***** Extract to read *****
2) Our control over the robots must be fine grained enough to allow easy manipulation.

The easy way to do this is to create a harness that detects actual movement, similar to current virtual reality systems. If you turn your head, the robot turns with you. If you move your arms, the robot's arms mirror the movement. The harness would have to capture a wide variety of body movements, so an even better method is to use a motion capture system like is done for computer animation on the big screen. All you would do is wear a suit with infrared reflectors all over it and a camera system that captures the position of the reflectors in real time and translates that into the robot's body movements. Of course, you'd still need something fancy to allow you to walk in place. Anyway, this would allow people to still get their exercise since they would actually be moving.

The film poses a much more difficult method, which is to control the robot with the mind. The "driver" sits still with a type of helmet that detects and interprets brainwaves and translates that into control commands. This is why the people need to continually exercise to keep from atrophying. Personally, I think that such technology is a long way off and perhaps not even possible. I think the only feasible way would be to train the machine by having it record signals it reads with actual movements you perform. Then duplicate those movements in the avatar upon detection of the same signals. Many brain studies show that when you think about moving your arm, the part of the brain that lights up when you actually do move your arm shows activity. Could we get the level of control required just by thinking? Maybe with practice, but then would your brain get confused about what it is controlling - your real body or your surrogate body?

3) We must be able to continuously control the robots from a remote location.
***** Data *****
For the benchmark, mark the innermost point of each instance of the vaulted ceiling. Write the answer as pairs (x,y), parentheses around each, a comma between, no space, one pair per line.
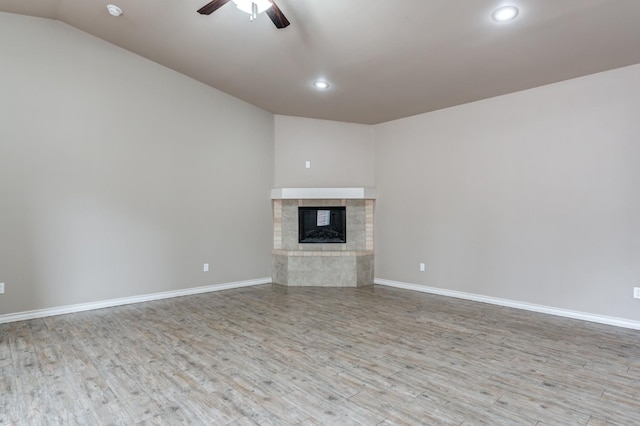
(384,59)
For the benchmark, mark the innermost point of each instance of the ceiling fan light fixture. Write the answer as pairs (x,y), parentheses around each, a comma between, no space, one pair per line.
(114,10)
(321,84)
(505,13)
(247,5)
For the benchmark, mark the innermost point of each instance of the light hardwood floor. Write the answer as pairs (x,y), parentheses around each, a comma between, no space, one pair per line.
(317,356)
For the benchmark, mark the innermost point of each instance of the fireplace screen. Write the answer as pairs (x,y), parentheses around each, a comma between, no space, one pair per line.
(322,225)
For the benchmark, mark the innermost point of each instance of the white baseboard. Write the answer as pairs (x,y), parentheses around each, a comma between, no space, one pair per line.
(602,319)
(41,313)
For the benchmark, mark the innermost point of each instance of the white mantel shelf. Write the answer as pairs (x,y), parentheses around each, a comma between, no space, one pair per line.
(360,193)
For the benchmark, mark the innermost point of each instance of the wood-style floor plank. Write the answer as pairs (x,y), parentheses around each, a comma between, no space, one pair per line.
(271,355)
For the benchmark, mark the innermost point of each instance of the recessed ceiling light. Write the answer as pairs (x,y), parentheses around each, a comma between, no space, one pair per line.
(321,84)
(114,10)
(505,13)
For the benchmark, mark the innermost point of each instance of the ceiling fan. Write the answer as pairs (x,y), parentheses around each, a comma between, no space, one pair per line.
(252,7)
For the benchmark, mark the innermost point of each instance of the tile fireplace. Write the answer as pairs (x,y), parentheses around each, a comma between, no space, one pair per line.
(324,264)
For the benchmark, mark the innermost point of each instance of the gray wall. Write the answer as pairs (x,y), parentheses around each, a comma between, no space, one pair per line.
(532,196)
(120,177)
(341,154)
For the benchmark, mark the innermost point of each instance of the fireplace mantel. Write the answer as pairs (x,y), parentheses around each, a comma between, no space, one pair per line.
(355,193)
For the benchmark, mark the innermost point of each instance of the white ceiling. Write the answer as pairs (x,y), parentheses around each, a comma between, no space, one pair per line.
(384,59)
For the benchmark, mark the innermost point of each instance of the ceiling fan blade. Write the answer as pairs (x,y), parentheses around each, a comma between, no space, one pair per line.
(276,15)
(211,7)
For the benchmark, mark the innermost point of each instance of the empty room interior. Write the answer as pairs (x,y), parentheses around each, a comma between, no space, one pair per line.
*****
***** Data *****
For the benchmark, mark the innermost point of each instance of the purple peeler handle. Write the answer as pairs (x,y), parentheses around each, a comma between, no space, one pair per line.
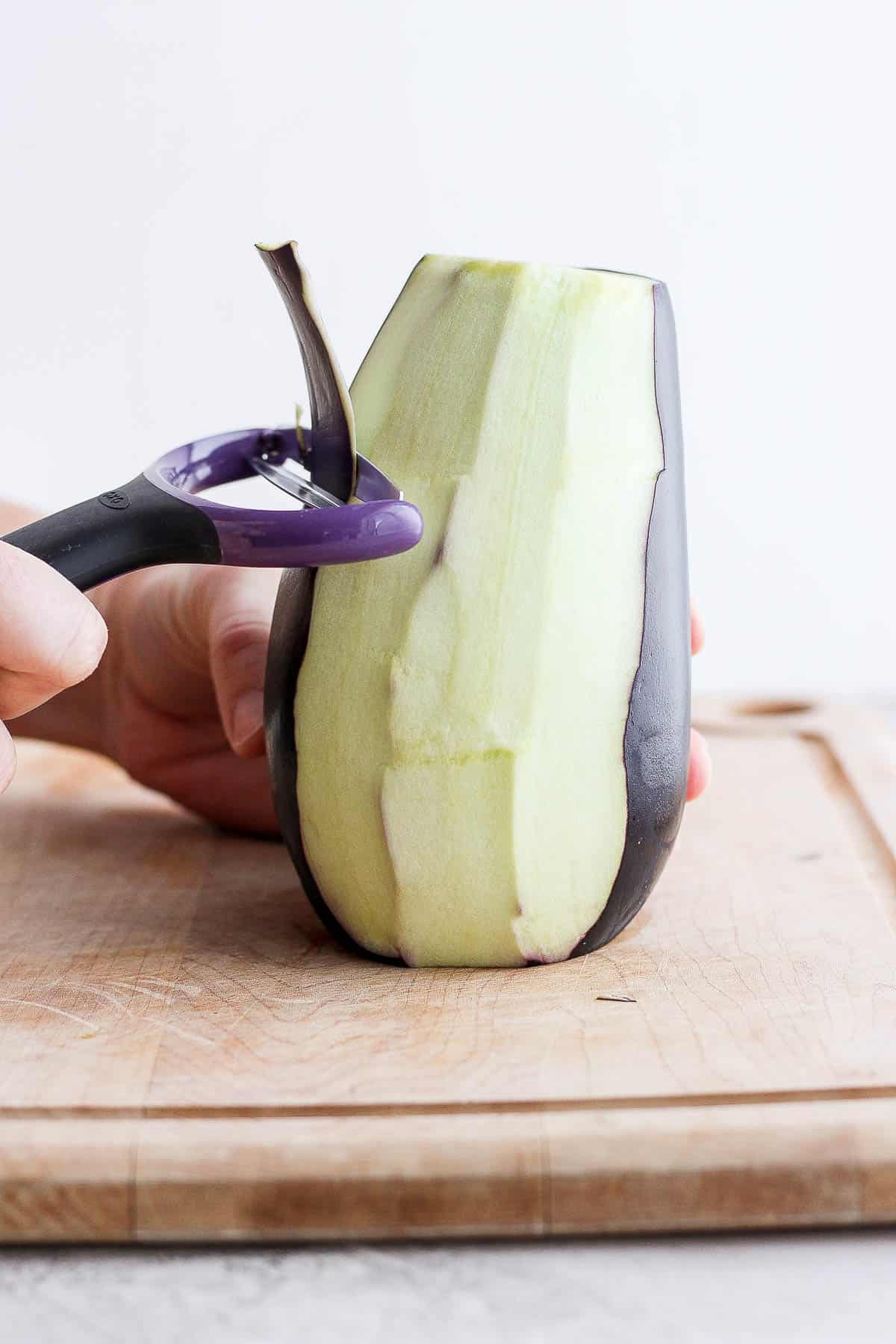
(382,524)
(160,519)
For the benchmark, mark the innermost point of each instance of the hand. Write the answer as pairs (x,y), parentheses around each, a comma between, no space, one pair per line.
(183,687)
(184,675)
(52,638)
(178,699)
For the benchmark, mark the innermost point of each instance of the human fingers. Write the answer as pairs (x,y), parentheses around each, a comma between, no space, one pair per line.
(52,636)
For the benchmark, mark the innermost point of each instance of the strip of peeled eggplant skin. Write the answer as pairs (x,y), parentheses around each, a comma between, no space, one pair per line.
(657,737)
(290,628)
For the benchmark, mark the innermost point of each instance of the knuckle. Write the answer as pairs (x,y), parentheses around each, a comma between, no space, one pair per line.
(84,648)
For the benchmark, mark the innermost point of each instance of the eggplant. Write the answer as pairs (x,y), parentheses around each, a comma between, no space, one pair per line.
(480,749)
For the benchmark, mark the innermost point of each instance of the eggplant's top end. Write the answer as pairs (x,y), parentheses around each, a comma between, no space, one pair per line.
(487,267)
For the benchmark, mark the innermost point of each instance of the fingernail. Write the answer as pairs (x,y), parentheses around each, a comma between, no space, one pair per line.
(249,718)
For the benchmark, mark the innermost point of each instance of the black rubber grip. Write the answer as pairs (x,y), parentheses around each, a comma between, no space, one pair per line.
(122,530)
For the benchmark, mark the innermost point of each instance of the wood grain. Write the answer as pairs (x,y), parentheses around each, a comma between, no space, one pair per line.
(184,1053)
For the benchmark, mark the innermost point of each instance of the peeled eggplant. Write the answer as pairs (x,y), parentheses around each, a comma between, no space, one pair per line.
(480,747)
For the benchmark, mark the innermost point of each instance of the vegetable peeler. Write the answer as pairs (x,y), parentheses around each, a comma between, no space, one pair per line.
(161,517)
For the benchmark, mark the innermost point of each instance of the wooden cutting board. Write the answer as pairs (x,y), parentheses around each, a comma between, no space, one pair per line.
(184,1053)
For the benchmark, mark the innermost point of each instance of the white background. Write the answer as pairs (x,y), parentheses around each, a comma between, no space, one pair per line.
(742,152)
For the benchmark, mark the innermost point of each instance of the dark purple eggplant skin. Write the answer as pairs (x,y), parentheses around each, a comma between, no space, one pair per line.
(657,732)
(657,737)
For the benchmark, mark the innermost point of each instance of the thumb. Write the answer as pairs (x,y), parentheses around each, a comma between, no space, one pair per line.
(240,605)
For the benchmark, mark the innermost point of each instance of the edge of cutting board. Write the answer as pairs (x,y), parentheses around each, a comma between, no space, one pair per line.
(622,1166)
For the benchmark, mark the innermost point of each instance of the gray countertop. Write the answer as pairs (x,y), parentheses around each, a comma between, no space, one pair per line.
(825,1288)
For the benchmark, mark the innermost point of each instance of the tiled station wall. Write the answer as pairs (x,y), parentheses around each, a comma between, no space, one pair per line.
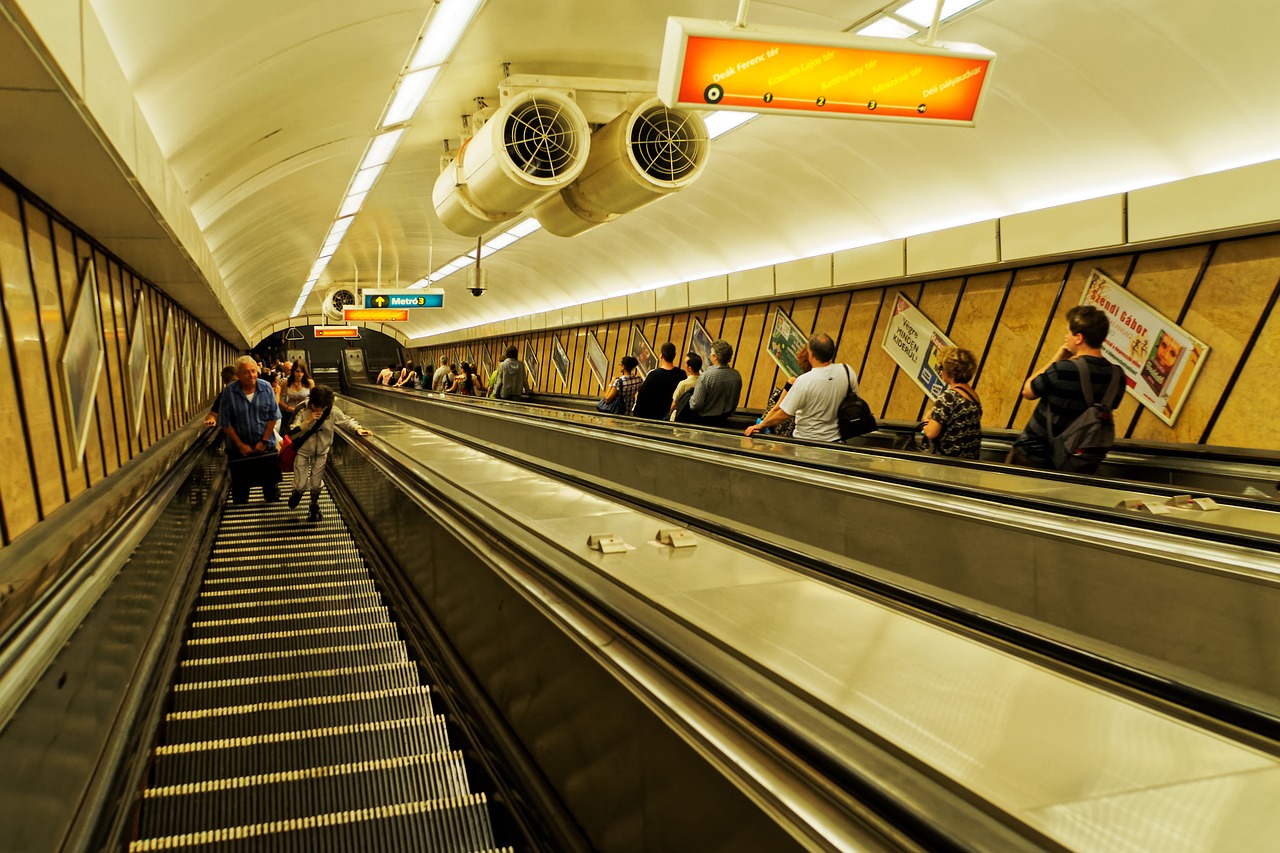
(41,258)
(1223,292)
*****
***** Data *****
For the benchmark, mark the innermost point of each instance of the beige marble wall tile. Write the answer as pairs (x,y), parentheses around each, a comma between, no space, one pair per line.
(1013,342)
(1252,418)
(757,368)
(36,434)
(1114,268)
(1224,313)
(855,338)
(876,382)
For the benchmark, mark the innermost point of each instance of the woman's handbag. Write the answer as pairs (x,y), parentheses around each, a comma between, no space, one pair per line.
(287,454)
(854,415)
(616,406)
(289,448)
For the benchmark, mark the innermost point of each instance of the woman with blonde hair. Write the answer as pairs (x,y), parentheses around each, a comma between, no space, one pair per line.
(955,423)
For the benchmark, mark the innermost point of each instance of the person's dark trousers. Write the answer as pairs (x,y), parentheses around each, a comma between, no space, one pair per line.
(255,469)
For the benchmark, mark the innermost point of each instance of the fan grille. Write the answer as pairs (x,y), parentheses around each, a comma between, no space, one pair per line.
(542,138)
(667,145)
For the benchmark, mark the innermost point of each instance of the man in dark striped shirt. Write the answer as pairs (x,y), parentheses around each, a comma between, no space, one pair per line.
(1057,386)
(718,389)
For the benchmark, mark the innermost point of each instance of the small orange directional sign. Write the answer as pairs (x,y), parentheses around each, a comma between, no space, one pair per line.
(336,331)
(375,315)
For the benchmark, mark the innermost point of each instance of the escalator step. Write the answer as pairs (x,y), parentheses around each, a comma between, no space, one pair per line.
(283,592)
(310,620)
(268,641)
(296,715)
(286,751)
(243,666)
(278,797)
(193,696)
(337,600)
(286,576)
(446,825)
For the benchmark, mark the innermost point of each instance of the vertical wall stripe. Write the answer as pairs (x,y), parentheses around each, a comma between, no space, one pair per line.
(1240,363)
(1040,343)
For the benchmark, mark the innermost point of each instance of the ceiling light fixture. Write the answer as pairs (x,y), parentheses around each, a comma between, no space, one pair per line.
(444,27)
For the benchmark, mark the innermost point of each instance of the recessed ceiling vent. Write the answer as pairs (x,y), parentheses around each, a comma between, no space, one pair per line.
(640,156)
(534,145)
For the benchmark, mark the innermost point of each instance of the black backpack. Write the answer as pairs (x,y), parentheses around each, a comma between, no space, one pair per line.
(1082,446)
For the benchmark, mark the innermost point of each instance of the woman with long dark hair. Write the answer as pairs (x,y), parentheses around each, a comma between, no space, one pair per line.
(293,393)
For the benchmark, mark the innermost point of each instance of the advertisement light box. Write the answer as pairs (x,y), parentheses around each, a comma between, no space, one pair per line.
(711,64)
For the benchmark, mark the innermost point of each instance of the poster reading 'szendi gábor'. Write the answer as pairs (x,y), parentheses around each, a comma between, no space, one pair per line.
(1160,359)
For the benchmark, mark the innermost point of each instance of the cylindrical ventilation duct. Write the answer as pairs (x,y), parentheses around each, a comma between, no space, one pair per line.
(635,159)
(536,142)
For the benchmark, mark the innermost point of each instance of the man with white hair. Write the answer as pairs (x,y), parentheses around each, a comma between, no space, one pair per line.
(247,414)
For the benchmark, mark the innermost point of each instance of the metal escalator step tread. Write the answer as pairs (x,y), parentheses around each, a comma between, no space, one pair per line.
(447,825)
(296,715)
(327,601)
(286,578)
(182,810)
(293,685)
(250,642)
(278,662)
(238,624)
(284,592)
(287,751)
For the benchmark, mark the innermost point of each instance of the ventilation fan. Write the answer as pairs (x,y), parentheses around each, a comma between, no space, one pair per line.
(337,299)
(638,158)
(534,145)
*****
*Aim of the task*. List every piece of gear that the passage on controlling robots says the operator would wear or have on the body.

*Expected output*.
- A harness that detects actual movement
- A suit with infrared reflectors all over it
- A type of helmet that detects and interprets brainwaves